++++ Texto de origem
10 de ago. de 2019

Carta aberta a um bobo parado no tempo


Lojas fechadas na rua Souza Pereira, centro de Sorocaba,
três anos depois da reimplantação da cartilha neoliberal por
Temer, PSDB e patrocinadores. Foto de José Carlos Fineis

Assim como Marty McFly, do filme "De volta para o futuro", ele está preso no passado -- no caso, os anos 90 do século 20. Bem nutrido, solteiro e sem filhos para alimentar, é contra aumento real do salário mínimo, defende regime de fome para os aposentados e, é claro, acredita na joia da coroa do neoliberalismo jurássico, as privatizações. Repassando-se as atividades lucrativas para a iniciativa privada e as que não são lucrativas (como a saúde dos pobres) para as mãos de Deus, acredita que será possível "arrumar a casa", atrair "investimentos" e gerar "riqueza"
++++++++
++++ Registros fornecidos
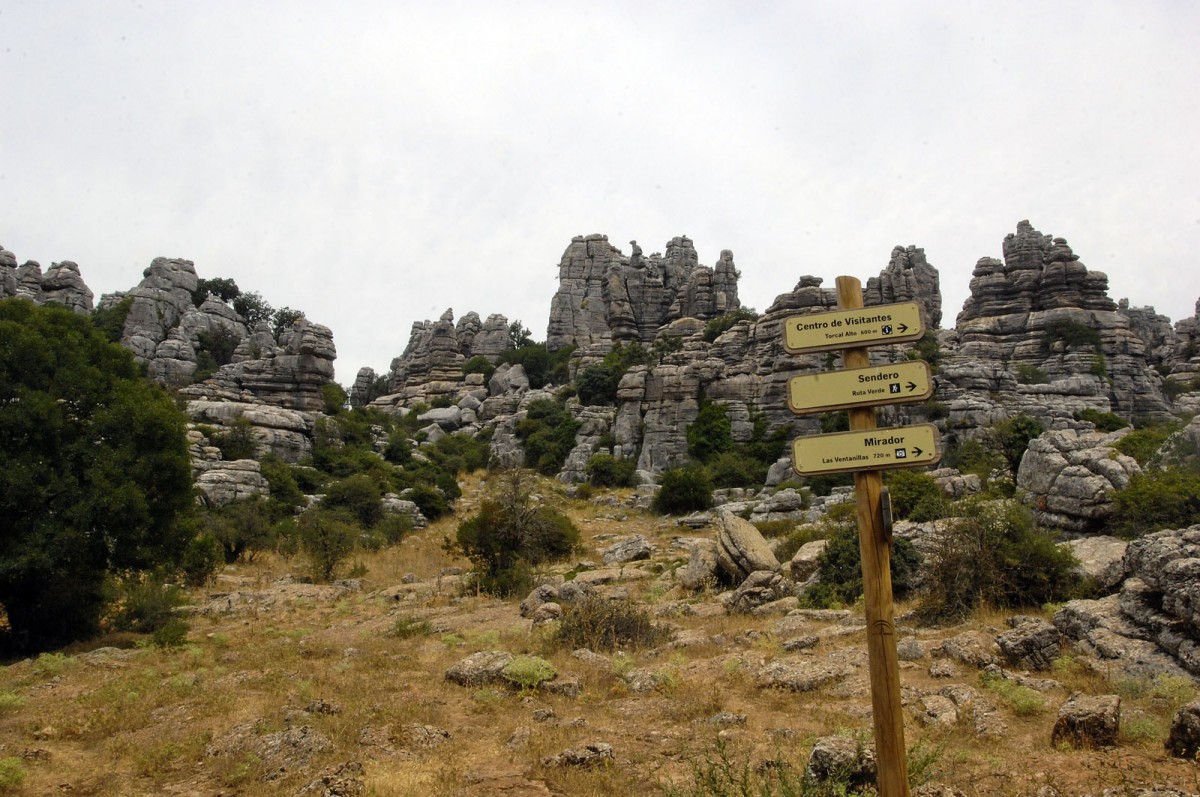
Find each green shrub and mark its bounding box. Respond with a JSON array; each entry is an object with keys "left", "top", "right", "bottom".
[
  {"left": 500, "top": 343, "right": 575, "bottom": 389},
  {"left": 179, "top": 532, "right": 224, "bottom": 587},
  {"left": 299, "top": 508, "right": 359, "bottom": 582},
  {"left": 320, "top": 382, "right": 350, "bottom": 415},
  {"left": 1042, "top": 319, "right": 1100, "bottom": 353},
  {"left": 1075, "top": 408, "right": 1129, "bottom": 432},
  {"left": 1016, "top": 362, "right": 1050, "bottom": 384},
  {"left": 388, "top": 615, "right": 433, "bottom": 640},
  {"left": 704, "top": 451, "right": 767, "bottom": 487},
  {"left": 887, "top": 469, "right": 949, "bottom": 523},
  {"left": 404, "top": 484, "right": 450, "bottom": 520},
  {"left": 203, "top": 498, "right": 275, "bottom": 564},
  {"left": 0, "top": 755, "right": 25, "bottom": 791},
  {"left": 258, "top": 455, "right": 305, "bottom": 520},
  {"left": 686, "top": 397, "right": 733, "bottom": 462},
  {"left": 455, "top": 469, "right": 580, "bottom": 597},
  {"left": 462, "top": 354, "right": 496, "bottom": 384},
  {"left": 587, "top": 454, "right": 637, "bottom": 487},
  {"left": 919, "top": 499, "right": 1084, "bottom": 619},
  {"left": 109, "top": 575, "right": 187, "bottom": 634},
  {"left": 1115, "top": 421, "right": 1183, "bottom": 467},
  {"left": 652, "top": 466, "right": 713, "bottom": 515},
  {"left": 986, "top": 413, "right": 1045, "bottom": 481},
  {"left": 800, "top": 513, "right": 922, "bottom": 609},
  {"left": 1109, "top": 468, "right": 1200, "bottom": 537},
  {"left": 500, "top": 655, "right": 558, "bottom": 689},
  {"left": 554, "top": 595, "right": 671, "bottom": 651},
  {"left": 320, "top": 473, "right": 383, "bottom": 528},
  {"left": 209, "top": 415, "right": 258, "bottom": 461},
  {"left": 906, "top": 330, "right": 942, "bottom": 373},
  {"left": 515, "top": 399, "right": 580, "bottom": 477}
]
++++++++
* [Suas tarefas]:
• 1. Liste todos os termos que a carta aberta põe entre aspas.
• 2. Responda, com base na carta aberta:
(a) Em que rua estão as lojas fechadas mostradas na foto?
(b) Quem é o autor da foto?
(c) Em que época o texto diz que ele está preso?

* [Gabarito]:
• 1.
"De volta para o futuro"
"arrumar a casa"
"investimentos"
"riqueza"

• 2.
(a) Na rua Souza Pereira, no centro de Sorocaba.
(b) José Carlos Fineis.
(c) Nos anos 90 do século 20.